**TAREFA 1:**
Responda com base no trecho sobre Milton Hatoum:
(a) Quantos anos Hatoum tem, segundo o trecho?
(b) Qual romance do autor é o maior sucesso de público?
(c) De que evento Hatoum veio participar em Curitiba?

**TRECHO SELECIONADO:**
%%

Milton Hatoum, descendente de imigrantes do Oriente Médio e, portanto, ele próprio um pouco oriental, tem o mesmo estranho hábito do personagem de Tolstoi. Quando é entrevistado, nunca se manifesta com pressa. Pensa vários segundos antes de começar a resposta. Alonga as frases e principalmente as pausas. Gosta que tudo seja feito com a mesma calma. "As pessoas não dão muito tempo para o pensamento", diz ele, pacientemente, tentando não incorrer no mesmo erro.

Os livros de Hatoum, que vem se tornando o romancista favorito da crítica brasileira, nascem da mesma maneira. São pensados, escritos, reescritos, retrabalhados. Só vêm a público quando revistos uma dúzia de vezes ou mais. Por isso é que Hatoum publica pouco. Aos 54 anos, tem apenas três romances lançados. O primeiro (O Relato de um Certo Oriente é de 1990; o segundo, Dois Irmãos, de 2000; e o terceiro, Cinzas do Norte, de 2005). Mas, segundo ele, também é por isso que os trabalhos vêm recebendo uma boa aprovação. "Se tivesse lançado vários livros no mesmo período, dificilmente seriam obras razoáveis", afirma.

Dos três romances, dois se tornaram vencedores do Jabuti, o mais tradicional e importante prêmio da literatura nacional. Com Relato de um Certo Oriente, levou a honraria já em sua estréia. Cinzas do Norte, lançado no ano passado, também ganhou o primeiro posto. Não só de melhor romance como o de melhor livro de ficção do Brasil.

Curiosamente, o único livro que não ganhou o prêmio é disparado o maior sucesso de público do autor. Dois Irmãos já tem cerca de 40 mil exemplares vendidos, ganhou edição de bolso e está prestes a se transformar em minissérie da Rede Globo. Os direitos da obra já foram comprados pela emissora, conforme revelou o próprio autor em sua passagem por Curitiba nesta semana. Hatoum veio à cidade para participar do Paiol Literário, evento promovido pelo jornal Rascunho, especializado em literatura.

%%

**TAREFA 2:**
Reúna todas as linhas das entradas que contêm a palavra "woman". Diferencie maiúsculas de minúsculas.

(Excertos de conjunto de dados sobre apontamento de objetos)
%%

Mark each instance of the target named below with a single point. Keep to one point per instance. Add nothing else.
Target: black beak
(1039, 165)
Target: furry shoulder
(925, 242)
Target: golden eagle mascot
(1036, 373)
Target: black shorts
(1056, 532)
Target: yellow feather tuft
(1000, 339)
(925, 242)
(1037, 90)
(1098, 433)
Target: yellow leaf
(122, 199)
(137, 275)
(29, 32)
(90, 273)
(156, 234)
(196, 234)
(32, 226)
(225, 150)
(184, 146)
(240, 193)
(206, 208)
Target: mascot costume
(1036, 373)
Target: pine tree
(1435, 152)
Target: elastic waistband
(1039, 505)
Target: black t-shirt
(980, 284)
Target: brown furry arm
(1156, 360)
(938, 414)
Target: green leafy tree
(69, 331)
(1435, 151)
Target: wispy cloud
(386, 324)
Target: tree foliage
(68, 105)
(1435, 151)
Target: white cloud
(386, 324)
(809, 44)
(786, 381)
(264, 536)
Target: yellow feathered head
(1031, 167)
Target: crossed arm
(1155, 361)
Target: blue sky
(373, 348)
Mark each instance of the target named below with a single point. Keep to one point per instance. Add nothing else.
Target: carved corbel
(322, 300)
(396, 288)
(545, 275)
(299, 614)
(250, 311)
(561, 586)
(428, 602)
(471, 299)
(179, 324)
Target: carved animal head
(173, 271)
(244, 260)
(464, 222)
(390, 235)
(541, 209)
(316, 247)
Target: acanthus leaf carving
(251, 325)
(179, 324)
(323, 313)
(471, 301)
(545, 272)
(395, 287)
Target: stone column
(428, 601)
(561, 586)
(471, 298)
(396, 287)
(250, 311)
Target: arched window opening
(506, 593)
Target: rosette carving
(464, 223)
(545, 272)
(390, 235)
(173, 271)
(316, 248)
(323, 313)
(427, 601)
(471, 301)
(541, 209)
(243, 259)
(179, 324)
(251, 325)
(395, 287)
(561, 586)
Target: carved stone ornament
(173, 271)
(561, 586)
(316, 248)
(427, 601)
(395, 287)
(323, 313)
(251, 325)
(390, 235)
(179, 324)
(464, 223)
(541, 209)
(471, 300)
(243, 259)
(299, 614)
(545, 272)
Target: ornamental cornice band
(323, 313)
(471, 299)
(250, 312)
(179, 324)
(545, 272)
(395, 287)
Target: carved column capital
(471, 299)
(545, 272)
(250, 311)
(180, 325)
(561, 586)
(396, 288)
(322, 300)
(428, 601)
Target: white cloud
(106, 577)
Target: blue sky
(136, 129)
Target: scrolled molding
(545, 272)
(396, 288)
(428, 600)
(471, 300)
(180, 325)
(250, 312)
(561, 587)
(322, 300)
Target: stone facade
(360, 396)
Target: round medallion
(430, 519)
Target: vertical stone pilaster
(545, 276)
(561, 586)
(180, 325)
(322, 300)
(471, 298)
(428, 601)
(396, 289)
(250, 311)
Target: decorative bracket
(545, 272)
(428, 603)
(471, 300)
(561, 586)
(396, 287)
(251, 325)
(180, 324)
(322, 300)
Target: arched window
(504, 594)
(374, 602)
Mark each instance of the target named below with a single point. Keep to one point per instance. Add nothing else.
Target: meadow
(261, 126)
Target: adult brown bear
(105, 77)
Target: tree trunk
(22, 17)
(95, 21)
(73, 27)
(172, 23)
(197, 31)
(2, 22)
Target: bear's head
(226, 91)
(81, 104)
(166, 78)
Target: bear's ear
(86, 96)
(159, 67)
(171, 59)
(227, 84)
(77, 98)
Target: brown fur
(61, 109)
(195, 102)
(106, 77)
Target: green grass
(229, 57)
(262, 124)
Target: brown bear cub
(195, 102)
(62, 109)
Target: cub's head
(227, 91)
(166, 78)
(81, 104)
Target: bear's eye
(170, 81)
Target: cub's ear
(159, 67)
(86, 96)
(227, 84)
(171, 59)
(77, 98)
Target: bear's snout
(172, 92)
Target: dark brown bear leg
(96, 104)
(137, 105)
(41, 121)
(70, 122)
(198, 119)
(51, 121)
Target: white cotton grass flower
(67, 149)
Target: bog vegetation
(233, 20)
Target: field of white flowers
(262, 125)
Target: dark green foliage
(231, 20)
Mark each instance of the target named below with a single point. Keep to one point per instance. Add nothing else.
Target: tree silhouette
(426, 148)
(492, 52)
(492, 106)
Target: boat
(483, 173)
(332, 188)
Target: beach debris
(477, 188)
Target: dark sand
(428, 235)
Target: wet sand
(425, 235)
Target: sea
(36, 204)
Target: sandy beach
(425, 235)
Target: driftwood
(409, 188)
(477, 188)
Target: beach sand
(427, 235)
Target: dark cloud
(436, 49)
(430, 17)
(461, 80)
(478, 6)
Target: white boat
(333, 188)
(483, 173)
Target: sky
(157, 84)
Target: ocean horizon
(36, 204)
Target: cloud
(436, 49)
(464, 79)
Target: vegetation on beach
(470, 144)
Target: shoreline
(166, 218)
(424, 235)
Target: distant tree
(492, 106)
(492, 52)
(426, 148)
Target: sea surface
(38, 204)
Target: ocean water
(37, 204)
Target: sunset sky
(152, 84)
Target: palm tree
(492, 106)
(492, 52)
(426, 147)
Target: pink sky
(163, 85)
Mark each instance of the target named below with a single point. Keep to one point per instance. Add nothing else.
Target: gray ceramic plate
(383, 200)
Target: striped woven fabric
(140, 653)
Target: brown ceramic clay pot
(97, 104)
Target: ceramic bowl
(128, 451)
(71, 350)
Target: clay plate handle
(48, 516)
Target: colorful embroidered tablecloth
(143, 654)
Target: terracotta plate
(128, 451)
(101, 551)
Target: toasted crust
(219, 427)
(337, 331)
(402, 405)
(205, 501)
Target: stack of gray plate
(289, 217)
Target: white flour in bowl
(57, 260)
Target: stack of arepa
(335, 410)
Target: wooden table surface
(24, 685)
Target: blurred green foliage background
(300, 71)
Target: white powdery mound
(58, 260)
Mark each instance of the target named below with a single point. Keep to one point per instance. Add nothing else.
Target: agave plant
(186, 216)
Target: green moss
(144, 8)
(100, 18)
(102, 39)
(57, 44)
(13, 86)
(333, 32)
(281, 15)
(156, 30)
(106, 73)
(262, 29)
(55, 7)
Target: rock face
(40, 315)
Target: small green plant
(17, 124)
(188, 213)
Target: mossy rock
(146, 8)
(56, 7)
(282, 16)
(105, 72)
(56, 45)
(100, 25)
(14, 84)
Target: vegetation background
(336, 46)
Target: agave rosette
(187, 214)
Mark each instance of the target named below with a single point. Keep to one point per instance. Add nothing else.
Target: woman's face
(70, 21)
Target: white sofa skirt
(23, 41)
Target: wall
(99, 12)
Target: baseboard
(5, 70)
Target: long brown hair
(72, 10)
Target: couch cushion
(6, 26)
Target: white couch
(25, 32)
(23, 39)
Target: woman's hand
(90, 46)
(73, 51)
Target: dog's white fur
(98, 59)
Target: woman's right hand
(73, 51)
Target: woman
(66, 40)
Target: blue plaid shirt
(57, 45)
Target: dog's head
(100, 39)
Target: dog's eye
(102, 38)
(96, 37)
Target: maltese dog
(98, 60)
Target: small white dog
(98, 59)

%%
%%

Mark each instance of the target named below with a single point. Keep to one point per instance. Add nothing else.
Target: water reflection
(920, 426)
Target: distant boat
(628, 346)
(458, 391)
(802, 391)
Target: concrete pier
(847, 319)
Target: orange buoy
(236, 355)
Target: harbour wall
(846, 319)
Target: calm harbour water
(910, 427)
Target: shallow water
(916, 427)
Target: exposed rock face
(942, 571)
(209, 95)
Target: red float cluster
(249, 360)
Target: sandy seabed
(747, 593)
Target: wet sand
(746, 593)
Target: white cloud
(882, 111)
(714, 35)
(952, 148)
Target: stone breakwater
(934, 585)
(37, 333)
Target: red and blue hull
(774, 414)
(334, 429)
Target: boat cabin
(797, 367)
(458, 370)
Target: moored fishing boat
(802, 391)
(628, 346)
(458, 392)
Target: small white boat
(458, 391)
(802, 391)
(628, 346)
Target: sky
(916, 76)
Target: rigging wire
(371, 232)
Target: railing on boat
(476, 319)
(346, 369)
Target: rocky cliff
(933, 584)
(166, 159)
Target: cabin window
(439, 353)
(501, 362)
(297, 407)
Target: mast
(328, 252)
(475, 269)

%%
%%

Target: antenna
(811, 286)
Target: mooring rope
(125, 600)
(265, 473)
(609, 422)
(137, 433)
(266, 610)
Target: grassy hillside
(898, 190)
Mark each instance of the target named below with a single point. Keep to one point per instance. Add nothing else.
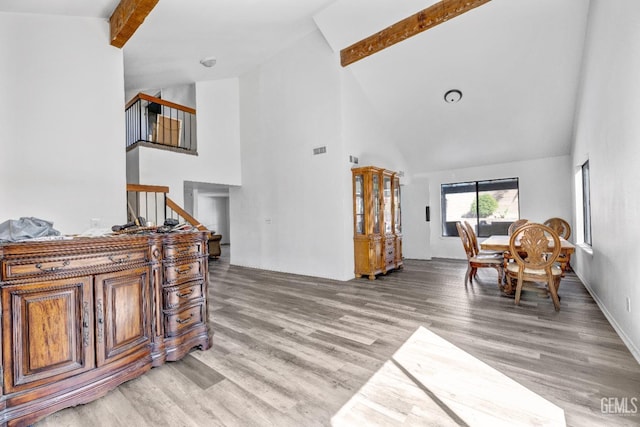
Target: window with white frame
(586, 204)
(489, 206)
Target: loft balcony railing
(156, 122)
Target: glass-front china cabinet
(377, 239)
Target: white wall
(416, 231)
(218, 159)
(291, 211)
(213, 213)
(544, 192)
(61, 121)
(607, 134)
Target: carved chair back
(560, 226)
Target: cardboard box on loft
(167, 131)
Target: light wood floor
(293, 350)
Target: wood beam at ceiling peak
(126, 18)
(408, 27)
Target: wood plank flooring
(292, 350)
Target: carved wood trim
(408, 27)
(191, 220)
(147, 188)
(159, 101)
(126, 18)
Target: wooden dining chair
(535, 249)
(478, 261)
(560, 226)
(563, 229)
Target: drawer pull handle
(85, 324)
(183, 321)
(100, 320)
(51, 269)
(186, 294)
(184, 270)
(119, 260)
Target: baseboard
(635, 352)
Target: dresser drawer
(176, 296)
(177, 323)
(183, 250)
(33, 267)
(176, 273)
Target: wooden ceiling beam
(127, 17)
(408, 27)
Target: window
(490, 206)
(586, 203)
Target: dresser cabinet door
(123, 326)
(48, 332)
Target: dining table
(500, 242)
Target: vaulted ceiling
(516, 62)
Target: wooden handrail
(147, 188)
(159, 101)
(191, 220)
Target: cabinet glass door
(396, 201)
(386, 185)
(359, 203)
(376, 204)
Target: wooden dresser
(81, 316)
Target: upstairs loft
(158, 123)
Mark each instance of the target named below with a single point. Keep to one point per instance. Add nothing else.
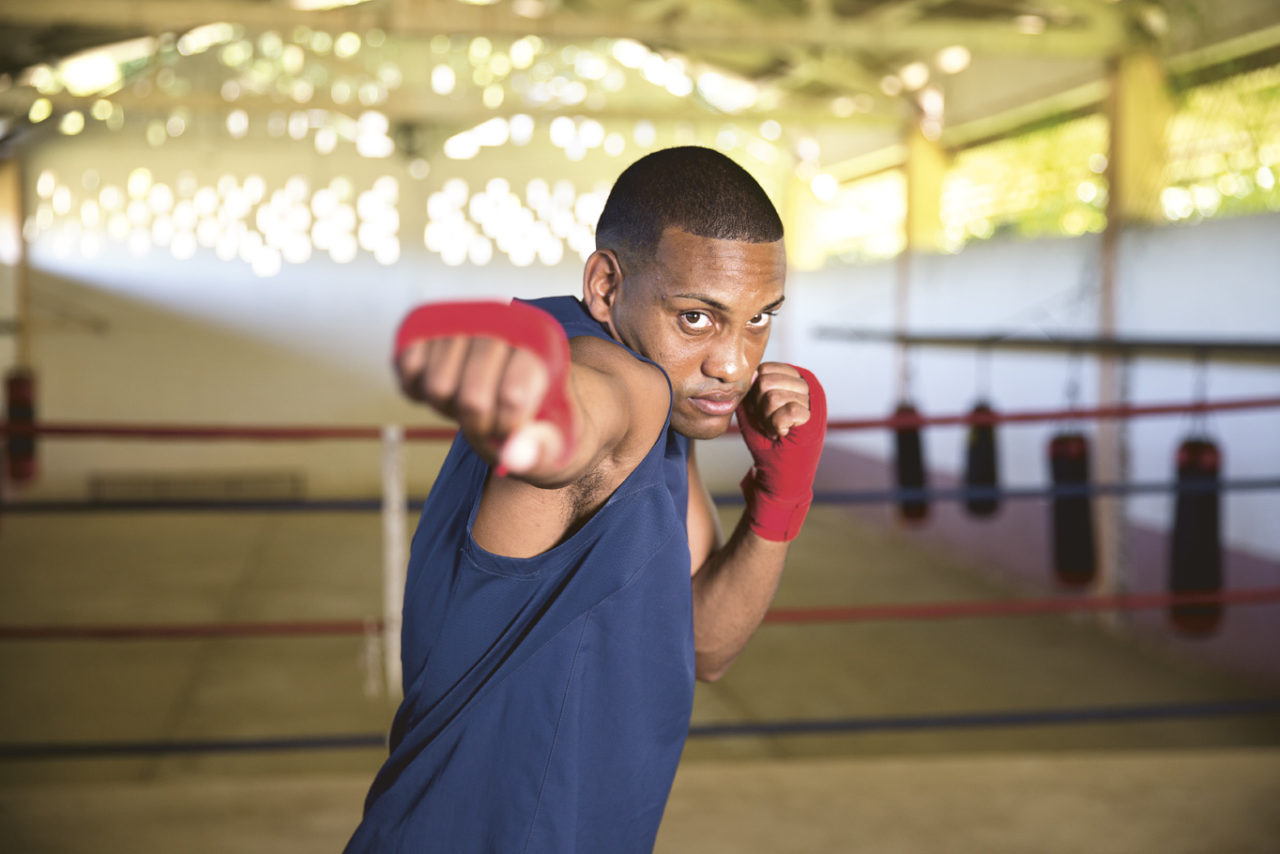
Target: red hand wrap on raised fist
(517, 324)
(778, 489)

%%

**RESPOSTA ESPERADA 1:**
(a) 54 anos.
(b) Dois Irmãos.
(c) Do Paiol Literário, evento promovido pelo jornal Rascunho.

**RESPOSTA ESPERADA 2:**
Target: woman's face
Target: woman's hand
Target: woman's right hand
Target: woman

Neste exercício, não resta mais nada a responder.